» PROVIDED TEXT:
=== Section Start ===

Trump's contradictory rhetoric about the virus is underlined by Woodward's tapes.

Getty Images President Donald Trump

The president has openly waffled between supporting his health officials and undercutting them, between highlighting the dangers of the virus that has killed nearly 200,000 people in the U.S. and arguing it would "like a miracle ... disappear."

Trump has in turn touted his travel restrictions from China and Europe, in January and March, respectively, as well as his administration's work on the ventilator supply.

He has also argued the states failed to handle their outbreaks.

Speaking with Woodward on July 21, in their last interview, he reportedly said: "The virus has nothing to do with me. It's not my fault. It's — China let the damn virus out."

Though Trump readily spoke with Woodward over a period of months and praised him last year as "cool, calm and interesting," he preemptively slammed the new book.

"The Bob Woodward book will be a FAKE, as always, just as many of the others have been," the president tweeted in August, going on to call Woodward a "social pretender ... who never has anything good to say."

On Wednesday, White House Press Secretary Kayleigh McEnany insisted that the audio and quotes of the president's thoughts were not as they seemed, as reporters grilled her on the disparities.

=== Section End ===

» EXPLORE THE MATERIAL:
1. Answer these from the passage on Trump and Woodward:
(a) On what date did Trump and Woodward hold their last interview?
(b) In which months did Trump put the travel restrictions from China and from Europe in place?
(c) Who was the White House Press Secretary?
2. Duplicate, word for word, the stretch of the passage on Trump and Woodward from "He has also" through "on the disparities.".

» EXCERPTED RECORDS:
=== Section Start ===

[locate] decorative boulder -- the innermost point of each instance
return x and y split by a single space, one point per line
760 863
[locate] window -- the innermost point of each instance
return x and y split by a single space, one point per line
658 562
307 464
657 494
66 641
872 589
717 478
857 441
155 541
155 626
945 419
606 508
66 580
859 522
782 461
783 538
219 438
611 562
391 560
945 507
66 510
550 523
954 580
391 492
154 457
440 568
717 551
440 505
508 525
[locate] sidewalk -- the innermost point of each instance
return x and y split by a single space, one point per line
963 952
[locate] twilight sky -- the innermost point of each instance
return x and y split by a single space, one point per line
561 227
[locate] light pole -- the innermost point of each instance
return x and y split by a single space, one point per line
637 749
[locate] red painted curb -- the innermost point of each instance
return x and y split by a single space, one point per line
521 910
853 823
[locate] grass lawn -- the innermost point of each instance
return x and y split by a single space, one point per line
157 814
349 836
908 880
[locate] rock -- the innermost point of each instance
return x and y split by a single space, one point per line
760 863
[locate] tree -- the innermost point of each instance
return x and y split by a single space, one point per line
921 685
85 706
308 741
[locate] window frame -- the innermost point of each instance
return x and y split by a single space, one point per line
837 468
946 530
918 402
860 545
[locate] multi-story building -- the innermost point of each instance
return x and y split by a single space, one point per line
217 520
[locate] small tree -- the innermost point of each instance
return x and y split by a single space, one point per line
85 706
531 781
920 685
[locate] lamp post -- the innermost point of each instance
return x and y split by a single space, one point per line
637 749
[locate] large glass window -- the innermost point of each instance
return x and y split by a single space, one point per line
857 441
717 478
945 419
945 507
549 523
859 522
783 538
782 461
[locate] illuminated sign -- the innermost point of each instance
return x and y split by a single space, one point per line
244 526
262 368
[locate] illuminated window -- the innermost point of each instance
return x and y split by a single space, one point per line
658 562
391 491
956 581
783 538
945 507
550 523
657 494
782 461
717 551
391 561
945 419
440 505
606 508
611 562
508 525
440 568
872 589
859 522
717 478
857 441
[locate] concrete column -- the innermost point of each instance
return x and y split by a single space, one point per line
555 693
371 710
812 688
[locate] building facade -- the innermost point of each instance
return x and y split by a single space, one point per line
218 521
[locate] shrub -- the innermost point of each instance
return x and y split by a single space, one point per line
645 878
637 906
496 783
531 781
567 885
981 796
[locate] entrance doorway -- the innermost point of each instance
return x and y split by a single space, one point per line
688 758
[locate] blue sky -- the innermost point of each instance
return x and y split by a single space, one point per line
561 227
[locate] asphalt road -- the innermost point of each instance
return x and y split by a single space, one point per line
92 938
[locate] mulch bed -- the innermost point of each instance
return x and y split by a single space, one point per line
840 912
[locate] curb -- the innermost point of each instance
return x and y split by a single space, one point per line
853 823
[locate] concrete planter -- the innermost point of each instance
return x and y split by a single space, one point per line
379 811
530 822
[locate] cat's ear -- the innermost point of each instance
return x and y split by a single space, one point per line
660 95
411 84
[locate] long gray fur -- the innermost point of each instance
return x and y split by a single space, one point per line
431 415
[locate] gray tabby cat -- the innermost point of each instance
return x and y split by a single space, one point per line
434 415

=== Section End ===

» EXERCISE RESPONSES:
1.
(a) July 21
(b) China in January, Europe in March
(c) Kayleigh McEnany

2.
He has also argued the states failed to handle their outbreaks.

Speaking with Woodward on July 21, in their last interview, he reportedly said: "The virus has nothing to do with me. It's not my fault. It's — China let the damn virus out."

Though Trump readily spoke with Woodward over a period of months and praised him last year as "cool, calm and interesting," he preemptively slammed the new book.

"The Bob Woodward book will be a FAKE, as always, just as many of the others have been," the president tweeted in August, going on to call Woodward a "social pretender ... who never has anything good to say."

On Wednesday, White House Press Secretary Kayleigh McEnany insisted that the audio and quotes of the president's thoughts were not as they seemed, as reporters grilled her on the disparities.